DOCUMENT PASSAGE:
By most accounts, the Pentagon's initial responses to the July 1 attack have
not inspired confidence in the international community.
Hours after the news broke, the Pentagon said B-52 bombers and AC-130 aircraft
responded to anti-aircraft fire, but officials admitted that a bomb had gone "errant."
But even as the Pentagon admitted to an errant bomb, officials said it was
unclear if the casualties were the result of an errant bomb or from falling anti-aircraft
artillery.
While there have been several reports of civilian casualties ever since the
military campaign in Afghanistan began on Oct 7, 2001, the sheer casualty figures
in the July 1 attack the Afghan government estimates 48 people were killed
and 117 injured have raised fears that Washington's precarious battle for
minds could tip the wrong way.
Days after the mishap in Uruzgan, in the first anti-American demonstration
since the Taliban fell from power, a group of protesters in the Afghan capital
of Kabul warned that friendship between Afghanistan and the United States could
deteriorate if, as they put it, the U.S. attacks on innocent civilians continued
to mount.
"It's certainly something we should watch out for," says Thomas Goutierre,
dean of International Studies and Programs at the University of Nebraska at Omaha.
"We obviously have a problem here. The military has got to find a way to have
a better combination of intelligence and striking capacity so that these things
don't happen."
Last week's mishap in Uruzgan has put the spotlight on the quality of U.S.
intelligence in Afghanistan, and most experts admit Washington still has a long
way to go.
"U.S. intelligence is very poor," says Rohan Gunaratna a terrorism expert
at the University of St. Andrew's, Scotland, and author of the book Inside
Al Qaeda. "The U.S. has the technological intelligence capability, but is
lacking good human intelligence capability. And unless there is a high quality
of human intelligence, you don't know where the enemy is. Nine months after the
campaign, Osama bin Laden, the most important man, is still free. The U.S. needs
better contact with the people."
But while Gunaratna stresses that military mishaps must be avoided, he warns
that they are unfortunately "part and parcel of a conflict."
A Difficult Toll
Estimates of military mishaps and civilian casualties in Afghanistan, however,
have been hard to come by.
Last year, an anti-war Web site said civilian casualties had exceeded the
3,000-plus casualties of Sept. 11 in the United States. The figures were questioned
by several news organizations, including the Los Angeles Times, which
put the figure between 1,067 and 1,201 last month.
Citing the difficulties involved in arriving at accurate estimates while hostilities
were ongoing, Amnesty International spokeswoman Maya Catsanis says the organization
has called upon the U.S. authorities to investigate such reports and arrive at
an estimate of Afghan civilian casualties.
But Reuben Brigety of the Arms Division of Human Rights Watch believes it
is necessary for independent organizations to investigate such allegations and
arrive at reliable figures.
Brigety himself was part of a three-member Human Rights Watch team that visited
Afghanistan in March to investigate reports of civilian casualties. Their report
is expected to be published this fall, but until then, Brigety declined to offer
details on the estimates of civilian casualties.
Awaiting Results
Experts also warn that civilian casualties and a failure to adequately acknowledge
and address them threatens to increase the pressure on a fledgling Afghan administration
struggling to unite and rebuild the shattered nation.

WHAT IS EXPECTED: Please revise the Afghanistan casualties passage from "But Reuben Brigety" up to and including "the shattered nation.", swapping "fledgling" for "newly formed".

INFORMATION PROVIDED:
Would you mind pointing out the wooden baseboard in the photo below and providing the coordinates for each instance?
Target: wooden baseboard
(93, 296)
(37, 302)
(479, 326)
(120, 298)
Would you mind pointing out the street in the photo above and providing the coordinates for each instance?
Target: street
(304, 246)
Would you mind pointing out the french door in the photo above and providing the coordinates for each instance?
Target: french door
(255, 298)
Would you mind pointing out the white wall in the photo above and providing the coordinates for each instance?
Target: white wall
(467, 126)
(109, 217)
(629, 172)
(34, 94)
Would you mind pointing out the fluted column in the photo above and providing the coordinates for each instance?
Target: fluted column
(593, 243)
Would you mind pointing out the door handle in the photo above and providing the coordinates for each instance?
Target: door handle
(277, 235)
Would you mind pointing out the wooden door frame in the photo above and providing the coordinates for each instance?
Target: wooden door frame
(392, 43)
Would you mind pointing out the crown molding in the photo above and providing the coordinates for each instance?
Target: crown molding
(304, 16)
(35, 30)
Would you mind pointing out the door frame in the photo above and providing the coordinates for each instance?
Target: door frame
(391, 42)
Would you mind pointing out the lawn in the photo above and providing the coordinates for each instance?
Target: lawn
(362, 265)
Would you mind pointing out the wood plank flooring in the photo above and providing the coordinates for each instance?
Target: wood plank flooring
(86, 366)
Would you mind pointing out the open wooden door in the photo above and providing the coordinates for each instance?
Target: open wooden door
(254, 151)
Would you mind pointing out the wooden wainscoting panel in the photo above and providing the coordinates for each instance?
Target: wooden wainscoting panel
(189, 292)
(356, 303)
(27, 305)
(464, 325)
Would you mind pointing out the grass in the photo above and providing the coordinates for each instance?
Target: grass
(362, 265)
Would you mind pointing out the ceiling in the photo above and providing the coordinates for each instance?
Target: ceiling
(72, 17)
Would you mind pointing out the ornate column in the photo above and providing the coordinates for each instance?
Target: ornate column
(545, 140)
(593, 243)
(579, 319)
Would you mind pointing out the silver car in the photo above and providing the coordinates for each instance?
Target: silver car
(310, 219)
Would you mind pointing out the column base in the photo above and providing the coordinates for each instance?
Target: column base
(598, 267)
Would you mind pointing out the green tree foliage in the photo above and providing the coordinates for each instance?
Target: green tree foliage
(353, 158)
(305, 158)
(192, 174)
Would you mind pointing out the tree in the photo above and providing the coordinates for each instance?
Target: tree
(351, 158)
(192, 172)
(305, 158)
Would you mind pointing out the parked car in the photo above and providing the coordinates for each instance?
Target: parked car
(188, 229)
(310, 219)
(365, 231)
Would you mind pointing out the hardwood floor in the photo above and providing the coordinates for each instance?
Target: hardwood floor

THE RESPONSE:
But Reuben Brigety of the Arms Division of Human Rights Watch believes it
is necessary for independent organizations to investigate such allegations and
arrive at reliable figures.
Brigety himself was part of a three-member Human Rights Watch team that visited
Afghanistan in March to investigate reports of civilian casualties. Their report
is expected to be published this fall, but until then, Brigety declined to offer
details on the estimates of civilian casualties.
Awaiting Results
Experts also warn that civilian casualties and a failure to adequately acknowledge
and address them threatens to increase the pressure on a newly formed Afghan administration
struggling to unite and rebuild the shattered nation.